# Exercise passage
◆ ◆ ◆ ◆ ◆ ◆ ◆
Following one of the biggest oil price collapses on record, which triggered supply curtailments and OPEC production cuts around the globe, the second-quarter earnings season is likely to be even uglier for the top integrated oil and gas majors than the previous one.
"Our team has forecasted earnings for 72 quarters and 2Q20 seems the most difficult of them," Jefferies analyst Jason Gammel wrote in a July 15 note to clients. "All business segments of the [integrated oil companies] were negatively affected by COVID-19. ... Not only were price and margins depressed, they were volatile, which could mean big variances in realized prices."
Evercore ISI analyst Doug Terreson agreed in a July 21 note to clients, saying he was sharply lowering his earnings estimates for "Big Oils" for the second quarter due to weakness in not only oil and natural gas prices but refining and chemical margins as well.
Crude oil prices started to plunge in March as coronavirus-induced lockdowns slashed petroleum demand around the world. At the same time, global oil supply was on the rise. The resulting market blowback forced even the largest oil companies with the deepest pockets to slash spending plans and near- and medium-term price decks.
BP PLC, Eni SpA and Royal Dutch Shell PLC also recently disclosed upstream asset impairments for the second quarter. While the writedowns will not affect adjusted earnings for the period, they will significantly lower book equity, Gammel said.
Shell will announce the exact impairment figure when the company releases second-quarter earnings results on July 30, and it is expected to be big.
"It could be as much as $22 billion post-tax. It will be a major number," Shell CEO Ben van Beurden said in a July 6 recorded interview with IHS Markit.
To address the crash in oil prices, all the majors cut capital spending and reduced operating expenses, and some even suspended stock buyback programs. But Shell, known for its solid dividend, took it a step further and cut its payout to shareholders, the first time it has done so in more than 70 years. Norway's Equinor ASA, which on July 24 will be the first major integrated oil and gas company to report second-quarter earnings, was also the first to announce a dividend cut.
◆ ◆ ◆ ◆ ◆ ◆ ◆
# Explore the material
[1] In the article on oil company earnings, on what date will Shell release its second-quarter results?
[2] Reproduce the part of the oil earnings article that starts with "Crude oil prices" and goes on through "medium-term price decks.".
[3] Go on with the article about second-quarter earnings at the big oil companies, picking up after its last sentence.

(Records from a dataset)
◆ ◆ ◆ ◆ ◆ ◆ ◆
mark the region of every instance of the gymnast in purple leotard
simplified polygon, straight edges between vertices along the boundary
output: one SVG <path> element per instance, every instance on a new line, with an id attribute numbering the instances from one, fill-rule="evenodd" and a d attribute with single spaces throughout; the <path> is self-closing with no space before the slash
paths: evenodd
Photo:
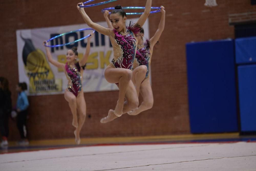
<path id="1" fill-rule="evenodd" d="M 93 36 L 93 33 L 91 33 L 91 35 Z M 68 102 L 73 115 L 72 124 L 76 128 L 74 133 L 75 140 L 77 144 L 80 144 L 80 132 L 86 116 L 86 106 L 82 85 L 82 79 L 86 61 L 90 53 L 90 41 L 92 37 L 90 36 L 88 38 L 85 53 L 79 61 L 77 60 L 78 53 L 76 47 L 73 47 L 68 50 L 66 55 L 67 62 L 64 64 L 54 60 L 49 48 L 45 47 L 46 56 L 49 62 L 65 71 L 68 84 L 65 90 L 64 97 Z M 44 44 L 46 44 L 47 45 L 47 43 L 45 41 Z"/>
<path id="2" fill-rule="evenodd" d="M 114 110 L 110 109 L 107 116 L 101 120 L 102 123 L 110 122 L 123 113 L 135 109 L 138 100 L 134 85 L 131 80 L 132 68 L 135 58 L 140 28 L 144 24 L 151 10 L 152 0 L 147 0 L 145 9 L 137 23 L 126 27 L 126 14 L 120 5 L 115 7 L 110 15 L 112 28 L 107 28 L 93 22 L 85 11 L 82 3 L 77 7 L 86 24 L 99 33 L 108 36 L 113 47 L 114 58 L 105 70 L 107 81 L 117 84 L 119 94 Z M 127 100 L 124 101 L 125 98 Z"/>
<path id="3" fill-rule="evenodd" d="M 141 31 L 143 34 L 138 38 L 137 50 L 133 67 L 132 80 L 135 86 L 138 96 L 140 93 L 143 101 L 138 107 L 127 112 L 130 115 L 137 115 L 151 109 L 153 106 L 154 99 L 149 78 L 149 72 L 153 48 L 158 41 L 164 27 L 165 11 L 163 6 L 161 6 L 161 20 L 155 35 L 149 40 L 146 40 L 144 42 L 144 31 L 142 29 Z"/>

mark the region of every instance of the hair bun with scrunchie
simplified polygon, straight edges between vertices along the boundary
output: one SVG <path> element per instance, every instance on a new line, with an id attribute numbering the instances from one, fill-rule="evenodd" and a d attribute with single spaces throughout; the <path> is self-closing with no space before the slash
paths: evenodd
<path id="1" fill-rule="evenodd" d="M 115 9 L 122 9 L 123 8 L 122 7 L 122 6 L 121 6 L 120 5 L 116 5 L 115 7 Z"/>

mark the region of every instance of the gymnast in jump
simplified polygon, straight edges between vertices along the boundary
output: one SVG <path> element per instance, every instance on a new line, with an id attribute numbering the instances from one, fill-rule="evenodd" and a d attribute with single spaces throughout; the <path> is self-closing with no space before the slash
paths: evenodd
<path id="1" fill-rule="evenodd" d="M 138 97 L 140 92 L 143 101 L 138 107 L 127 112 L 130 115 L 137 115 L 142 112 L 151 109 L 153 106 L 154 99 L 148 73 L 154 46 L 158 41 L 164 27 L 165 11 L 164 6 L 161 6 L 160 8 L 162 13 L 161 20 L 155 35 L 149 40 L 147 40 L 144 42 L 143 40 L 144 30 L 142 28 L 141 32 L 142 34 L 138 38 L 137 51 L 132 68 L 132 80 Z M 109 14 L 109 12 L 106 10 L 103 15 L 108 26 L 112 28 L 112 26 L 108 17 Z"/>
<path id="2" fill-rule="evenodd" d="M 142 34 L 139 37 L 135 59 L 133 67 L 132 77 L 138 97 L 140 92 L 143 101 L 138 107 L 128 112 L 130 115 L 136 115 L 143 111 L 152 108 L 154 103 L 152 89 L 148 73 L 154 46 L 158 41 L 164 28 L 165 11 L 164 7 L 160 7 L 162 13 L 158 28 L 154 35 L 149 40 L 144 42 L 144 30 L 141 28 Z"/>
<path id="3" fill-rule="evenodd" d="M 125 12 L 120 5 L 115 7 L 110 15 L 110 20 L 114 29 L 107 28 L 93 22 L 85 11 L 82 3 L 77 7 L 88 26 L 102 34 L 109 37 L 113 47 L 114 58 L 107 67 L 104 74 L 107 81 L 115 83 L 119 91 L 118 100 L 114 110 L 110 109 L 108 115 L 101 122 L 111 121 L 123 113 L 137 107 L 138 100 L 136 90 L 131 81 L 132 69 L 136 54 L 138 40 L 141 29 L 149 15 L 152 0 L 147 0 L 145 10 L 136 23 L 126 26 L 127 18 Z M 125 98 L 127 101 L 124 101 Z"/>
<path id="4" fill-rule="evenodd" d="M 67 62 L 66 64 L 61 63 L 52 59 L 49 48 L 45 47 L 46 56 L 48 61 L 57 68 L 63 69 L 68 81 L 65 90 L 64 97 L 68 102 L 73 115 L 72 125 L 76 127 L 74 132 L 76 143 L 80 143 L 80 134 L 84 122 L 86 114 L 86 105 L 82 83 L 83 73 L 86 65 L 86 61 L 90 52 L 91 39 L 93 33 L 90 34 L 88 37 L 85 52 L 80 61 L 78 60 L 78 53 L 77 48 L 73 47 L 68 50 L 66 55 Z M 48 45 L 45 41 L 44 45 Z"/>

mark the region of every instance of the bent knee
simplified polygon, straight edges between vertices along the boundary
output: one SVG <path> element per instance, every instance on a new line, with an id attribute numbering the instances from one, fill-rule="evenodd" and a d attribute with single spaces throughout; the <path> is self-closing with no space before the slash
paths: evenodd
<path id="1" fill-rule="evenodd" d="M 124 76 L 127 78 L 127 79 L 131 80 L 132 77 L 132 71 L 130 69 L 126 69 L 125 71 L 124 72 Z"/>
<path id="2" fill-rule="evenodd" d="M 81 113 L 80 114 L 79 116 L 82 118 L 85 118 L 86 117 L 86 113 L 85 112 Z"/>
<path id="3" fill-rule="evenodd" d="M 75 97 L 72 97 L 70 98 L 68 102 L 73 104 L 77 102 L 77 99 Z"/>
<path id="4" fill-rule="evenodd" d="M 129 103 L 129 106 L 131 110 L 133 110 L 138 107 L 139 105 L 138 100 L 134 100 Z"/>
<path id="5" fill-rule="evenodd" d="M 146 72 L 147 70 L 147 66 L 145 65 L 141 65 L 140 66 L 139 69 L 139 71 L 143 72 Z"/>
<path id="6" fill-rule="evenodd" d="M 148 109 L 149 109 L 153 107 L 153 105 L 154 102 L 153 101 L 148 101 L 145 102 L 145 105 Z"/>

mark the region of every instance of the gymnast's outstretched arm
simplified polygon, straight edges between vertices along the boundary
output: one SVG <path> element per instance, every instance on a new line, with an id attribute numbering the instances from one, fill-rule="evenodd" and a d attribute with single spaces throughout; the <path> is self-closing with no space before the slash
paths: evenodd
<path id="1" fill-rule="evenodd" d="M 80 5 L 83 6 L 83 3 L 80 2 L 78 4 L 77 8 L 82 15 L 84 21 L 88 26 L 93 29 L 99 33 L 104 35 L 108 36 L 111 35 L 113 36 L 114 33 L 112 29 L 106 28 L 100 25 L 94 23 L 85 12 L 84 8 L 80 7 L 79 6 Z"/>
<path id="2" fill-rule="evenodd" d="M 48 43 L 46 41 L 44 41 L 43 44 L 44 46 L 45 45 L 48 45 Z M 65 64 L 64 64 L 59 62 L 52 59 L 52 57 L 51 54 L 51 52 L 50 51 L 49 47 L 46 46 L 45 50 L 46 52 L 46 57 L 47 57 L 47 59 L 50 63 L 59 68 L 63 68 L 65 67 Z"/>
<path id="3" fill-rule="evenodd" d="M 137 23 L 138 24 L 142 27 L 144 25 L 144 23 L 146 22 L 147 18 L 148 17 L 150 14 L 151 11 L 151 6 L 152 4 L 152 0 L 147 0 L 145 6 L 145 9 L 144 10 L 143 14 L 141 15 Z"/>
◆ ◆ ◆ ◆ ◆ ◆ ◆
# Responses to the tasks
[1] July 30

[2]
Crude oil prices started to plunge in March as coronavirus-induced lockdowns slashed petroleum demand around the world. At the same time, global oil supply was on the rise. The resulting market blowback forced even the largest oil companies with the deepest pockets to slash spending plans and near- and medium-term price decks.

[3]
Even before the price collapse, Shell's debt had been growing. Shell slowed its share buyback program in January and reported that gearing — a ratio of debt to equity — was 28.9% in the first quarter, above its target of 25%.
Although oil companies do all they can to preserve dividends in times of financial distress, focusing instead on capital discipline and operating efficiencies as a way to retain capital, Eni and BP could be next in line to trim dividends in light of the oil market meltdown, Gammel said.
The last time BP cut its dividend was in 2010 after the Deepwater Horizon oil spill, AJ Bell investment director Russ Mould said previously.
At the end of the first quarter, BP's debt was $51.40 billion, up from $45.08 billion a year earlier, and gearing rose to 36%, from 31.1% in the fourth quarter of 2019 and well above the company's forecast range of 20% to 30%. Gammel said BP's gearing is likely to remain in the low 30% range in the near term.
For U.S. major Exxon Mobil Corp., this could be the second-straight quarter that earnings end up in the red. Exxon posted a first-quarter GAAP net loss of $610 million, or 14 cents per share, down from a gain of $2.35 billion, or 55 cents per share, in the same quarter a year earlier. That loss included a $2.9 billion noncash charge from inventory-related write-downs.